What is being asked → Could the entries below be transcribed word for word, with the pictures omitted?
Segment Start: Available data
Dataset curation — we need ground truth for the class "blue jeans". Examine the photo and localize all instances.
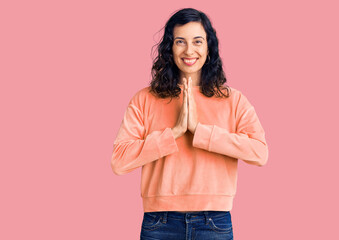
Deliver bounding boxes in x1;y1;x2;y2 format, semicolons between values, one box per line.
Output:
140;211;233;240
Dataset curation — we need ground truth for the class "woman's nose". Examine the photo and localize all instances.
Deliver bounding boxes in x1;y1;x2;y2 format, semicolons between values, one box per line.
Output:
184;43;195;55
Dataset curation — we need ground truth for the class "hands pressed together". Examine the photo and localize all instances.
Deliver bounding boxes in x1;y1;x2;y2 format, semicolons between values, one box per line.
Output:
171;77;199;139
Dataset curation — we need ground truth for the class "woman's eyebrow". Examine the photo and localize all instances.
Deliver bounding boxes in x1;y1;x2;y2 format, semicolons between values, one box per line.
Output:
174;36;205;40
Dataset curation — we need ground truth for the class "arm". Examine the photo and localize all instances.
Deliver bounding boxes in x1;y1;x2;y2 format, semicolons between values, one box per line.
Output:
192;93;268;166
111;103;179;175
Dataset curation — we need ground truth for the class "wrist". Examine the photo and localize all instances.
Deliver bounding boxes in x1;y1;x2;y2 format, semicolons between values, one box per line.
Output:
171;127;180;139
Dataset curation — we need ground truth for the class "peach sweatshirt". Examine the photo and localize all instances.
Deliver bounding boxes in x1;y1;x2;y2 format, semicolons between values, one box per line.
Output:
111;85;268;212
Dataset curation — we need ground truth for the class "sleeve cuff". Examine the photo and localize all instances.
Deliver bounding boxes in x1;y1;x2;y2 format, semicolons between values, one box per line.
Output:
192;122;214;151
157;127;179;157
Segment End: Available data
Result of this exercise →
Dataset curation — we need ground truth for the class "blue jeans". Examine the photo and localize all instances.
Deliver bounding boxes in x1;y1;x2;y2 format, semicolons between values, one box per line.
Output:
140;211;233;240
Dataset curation — we need ground truth for the class "woman's nose". Examine the photo and localize all instances.
Deliver bounding boxes in x1;y1;x2;y2 format, semicolons between values, one box per line.
Output:
184;43;195;55
Dataset curation — we need ground truth for the class "hands pressed together". Examine the photo and localize all instances.
Deliver bounding boxes in x1;y1;x2;y2 format, semicolons between values, one box per line.
Output:
171;77;199;139
Dataset curation — we need ground truth for the class "woman's eyebrow". Examine the photo and localize all instances.
Deliver bounding boxes in x1;y1;x2;y2 format, semicolons between values, one box per line.
Output:
174;36;205;40
Dataset curation — we need ground truth for the class "arm". Examine the photo and localize all instances.
Deliver bounding boxes in x1;y1;x2;y2 format, semicolons between values, one box per line.
Output:
192;93;268;166
111;103;179;175
Dataset curation — we need ground truth for the class "wrist". Examine the photo and localize all instances.
Deliver bounding boxes in x1;y1;x2;y2 format, semicolons between values, one box per line.
Output:
171;127;180;139
Dataset curation — we need ground truth for the class "peach sweatshirt". Examine the photo and localize all instances.
Deliver bounding boxes in x1;y1;x2;y2 format, semicolons between values, one box per line.
Output:
111;85;268;212
Dataset curation — we need ground truth for the class "sleeve cuff". Examine the photo and localize all instances.
Deliver bounding boxes in x1;y1;x2;y2 format, semicolons between values, one box per line.
Output:
192;122;214;151
157;127;179;157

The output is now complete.